Please give a word-for-word repeat of the line containing "above for chrome" and all lines that come after it in the entries below, ending at the last line.

:: GIVEN DATA

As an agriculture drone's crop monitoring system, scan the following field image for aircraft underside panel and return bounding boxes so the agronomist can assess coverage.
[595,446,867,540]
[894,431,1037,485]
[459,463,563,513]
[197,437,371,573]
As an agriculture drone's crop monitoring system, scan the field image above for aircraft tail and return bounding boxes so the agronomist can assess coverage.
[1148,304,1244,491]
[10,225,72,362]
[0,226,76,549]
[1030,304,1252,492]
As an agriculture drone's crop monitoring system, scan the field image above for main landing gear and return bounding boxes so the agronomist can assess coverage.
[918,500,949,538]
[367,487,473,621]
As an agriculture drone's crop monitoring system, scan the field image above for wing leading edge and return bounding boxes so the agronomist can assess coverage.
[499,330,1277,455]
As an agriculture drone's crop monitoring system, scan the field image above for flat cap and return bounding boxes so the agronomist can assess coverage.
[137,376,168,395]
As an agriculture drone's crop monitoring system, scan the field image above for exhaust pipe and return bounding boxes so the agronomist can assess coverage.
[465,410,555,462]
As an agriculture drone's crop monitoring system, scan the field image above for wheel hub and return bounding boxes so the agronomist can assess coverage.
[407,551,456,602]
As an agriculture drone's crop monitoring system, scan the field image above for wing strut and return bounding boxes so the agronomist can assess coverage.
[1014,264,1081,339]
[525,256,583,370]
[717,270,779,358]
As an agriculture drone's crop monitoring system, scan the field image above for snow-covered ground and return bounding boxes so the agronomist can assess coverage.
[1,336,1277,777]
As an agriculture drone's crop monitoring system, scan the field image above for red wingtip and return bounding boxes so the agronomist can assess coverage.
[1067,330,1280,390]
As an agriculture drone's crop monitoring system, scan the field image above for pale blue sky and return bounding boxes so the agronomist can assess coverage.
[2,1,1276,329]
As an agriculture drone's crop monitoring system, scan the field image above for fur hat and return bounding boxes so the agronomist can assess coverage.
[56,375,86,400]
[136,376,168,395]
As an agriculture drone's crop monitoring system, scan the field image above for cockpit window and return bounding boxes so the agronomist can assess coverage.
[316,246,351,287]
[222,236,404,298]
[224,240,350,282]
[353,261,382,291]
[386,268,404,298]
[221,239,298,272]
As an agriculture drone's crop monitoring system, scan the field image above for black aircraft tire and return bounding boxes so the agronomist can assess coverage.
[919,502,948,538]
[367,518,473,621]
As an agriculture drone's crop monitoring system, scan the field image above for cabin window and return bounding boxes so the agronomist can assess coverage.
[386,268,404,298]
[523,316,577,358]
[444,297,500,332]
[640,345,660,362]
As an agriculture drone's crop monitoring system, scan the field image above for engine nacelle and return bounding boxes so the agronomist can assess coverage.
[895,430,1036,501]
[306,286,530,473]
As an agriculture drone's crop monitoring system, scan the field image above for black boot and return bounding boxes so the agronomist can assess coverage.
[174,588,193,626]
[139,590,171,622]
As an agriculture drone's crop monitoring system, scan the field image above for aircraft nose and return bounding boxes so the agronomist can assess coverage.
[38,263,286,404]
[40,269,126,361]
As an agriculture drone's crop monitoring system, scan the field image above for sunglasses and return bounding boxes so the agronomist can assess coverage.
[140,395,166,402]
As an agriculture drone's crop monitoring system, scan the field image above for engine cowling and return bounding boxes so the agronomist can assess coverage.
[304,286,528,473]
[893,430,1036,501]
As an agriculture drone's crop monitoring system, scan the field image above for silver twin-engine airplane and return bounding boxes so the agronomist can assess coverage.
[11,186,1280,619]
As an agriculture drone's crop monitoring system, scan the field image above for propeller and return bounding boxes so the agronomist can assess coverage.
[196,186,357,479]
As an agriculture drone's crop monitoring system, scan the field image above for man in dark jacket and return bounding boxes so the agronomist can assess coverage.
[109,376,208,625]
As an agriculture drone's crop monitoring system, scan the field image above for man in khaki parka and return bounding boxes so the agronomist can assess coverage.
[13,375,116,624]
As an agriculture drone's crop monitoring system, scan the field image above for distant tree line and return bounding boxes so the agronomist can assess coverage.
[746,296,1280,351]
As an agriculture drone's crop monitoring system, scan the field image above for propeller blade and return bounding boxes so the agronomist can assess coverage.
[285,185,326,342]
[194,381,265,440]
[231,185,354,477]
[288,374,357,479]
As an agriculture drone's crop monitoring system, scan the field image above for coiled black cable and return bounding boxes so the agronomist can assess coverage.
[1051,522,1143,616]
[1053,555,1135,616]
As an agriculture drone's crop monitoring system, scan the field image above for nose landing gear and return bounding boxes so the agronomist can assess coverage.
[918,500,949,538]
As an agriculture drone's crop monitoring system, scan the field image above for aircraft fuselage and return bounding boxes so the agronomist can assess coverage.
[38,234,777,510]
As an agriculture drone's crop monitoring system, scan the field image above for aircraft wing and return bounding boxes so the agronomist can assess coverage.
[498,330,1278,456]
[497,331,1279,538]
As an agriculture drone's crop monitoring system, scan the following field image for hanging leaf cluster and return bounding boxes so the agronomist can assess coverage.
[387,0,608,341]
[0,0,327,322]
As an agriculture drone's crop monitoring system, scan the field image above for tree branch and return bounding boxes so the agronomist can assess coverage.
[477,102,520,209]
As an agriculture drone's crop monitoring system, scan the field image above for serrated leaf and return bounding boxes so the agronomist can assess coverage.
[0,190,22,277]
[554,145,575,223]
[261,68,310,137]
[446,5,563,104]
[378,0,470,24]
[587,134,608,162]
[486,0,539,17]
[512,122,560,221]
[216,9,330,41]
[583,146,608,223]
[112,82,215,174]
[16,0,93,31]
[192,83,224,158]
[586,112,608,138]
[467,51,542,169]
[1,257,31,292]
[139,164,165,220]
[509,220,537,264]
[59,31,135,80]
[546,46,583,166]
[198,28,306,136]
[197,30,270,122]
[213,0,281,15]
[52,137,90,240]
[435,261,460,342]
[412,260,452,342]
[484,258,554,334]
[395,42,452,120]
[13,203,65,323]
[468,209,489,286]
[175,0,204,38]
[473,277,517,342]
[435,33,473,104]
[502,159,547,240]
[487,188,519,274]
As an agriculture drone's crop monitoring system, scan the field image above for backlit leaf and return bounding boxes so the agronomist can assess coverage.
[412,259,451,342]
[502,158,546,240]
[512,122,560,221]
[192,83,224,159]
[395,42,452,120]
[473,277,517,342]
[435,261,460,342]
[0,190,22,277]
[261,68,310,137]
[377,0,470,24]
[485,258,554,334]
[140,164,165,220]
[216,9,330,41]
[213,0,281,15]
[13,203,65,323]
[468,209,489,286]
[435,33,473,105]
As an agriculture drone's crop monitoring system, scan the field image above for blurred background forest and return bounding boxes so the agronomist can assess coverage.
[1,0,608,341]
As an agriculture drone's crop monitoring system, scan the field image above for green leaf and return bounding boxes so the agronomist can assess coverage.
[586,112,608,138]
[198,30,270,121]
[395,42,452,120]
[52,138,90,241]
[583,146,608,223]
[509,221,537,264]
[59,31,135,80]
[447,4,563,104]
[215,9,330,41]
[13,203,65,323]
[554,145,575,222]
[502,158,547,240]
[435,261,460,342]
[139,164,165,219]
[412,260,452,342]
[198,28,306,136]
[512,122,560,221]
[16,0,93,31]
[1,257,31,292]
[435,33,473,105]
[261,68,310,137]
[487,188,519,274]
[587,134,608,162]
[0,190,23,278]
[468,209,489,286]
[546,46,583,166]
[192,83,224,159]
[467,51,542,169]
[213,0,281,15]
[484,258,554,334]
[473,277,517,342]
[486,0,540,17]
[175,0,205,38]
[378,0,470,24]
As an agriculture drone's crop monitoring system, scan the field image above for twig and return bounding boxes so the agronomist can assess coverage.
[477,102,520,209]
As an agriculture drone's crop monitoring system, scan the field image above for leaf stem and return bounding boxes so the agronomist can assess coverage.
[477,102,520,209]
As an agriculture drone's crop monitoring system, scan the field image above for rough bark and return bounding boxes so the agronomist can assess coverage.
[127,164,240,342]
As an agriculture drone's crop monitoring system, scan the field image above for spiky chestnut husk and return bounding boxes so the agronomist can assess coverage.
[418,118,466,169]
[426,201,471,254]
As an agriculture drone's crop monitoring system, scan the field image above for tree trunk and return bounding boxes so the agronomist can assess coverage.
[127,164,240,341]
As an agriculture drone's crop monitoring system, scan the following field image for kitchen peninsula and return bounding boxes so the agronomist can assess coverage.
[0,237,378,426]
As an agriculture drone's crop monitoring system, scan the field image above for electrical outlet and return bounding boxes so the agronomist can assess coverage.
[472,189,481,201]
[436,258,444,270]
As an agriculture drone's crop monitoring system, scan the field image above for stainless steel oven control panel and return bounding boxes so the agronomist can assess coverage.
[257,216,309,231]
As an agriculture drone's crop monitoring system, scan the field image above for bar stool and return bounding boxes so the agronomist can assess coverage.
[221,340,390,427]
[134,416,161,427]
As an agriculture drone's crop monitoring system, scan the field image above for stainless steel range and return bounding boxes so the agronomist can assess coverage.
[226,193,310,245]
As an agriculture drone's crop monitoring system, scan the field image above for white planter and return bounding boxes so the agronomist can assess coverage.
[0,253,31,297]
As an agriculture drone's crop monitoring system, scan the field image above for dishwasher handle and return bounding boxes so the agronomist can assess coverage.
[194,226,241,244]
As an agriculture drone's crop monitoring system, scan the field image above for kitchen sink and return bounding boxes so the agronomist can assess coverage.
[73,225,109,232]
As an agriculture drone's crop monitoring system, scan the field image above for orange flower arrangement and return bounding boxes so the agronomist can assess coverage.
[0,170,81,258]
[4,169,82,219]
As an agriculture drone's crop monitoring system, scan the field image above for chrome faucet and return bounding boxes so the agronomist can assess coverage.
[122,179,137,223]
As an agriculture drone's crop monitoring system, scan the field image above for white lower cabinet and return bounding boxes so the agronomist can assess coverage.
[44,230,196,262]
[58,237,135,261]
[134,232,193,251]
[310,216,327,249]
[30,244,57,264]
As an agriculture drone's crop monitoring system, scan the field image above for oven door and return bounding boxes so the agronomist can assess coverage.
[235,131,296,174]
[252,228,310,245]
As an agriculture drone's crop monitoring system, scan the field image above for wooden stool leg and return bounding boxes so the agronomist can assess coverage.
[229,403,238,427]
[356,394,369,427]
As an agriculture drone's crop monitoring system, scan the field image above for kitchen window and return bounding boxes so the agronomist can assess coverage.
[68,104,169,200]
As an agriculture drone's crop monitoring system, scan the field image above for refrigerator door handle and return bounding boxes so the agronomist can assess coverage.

::::

**TASK SOLUTION:**
As an agriculture drone's crop monitoring system, scan the field image above for chrome faucet and return bounding boxes so the agronomist can assess coverage.
[122,179,137,223]
As an agriculture drone's crop monitoring system, scan the field image above for white lower cabinet and return bounding boxes so the agronomist can assess coverage.
[44,230,196,262]
[58,237,135,261]
[134,232,193,251]
[310,216,327,249]
[30,244,57,264]
As an agriculture drone's crop monitoring system, scan the field image above for oven door and return bounding boxes so the agronomist can assess coverage.
[235,131,296,174]
[252,228,310,245]
As an agriculture drone's crop monitoring system, scan the field image above for wooden stool leg and return bounding boxes so the agronomist can assess coverage.
[229,403,238,427]
[356,394,369,427]
As an agriculture drone's crop monitoring system, scan the field image above for kitchen window and return bounding boxes so the agronomist can assess coverage.
[68,104,169,200]
As an agriculture drone's crop monitoring system, scan the field image above for refrigerator door handle and return bounding boxes so the agronomist can assess coverage.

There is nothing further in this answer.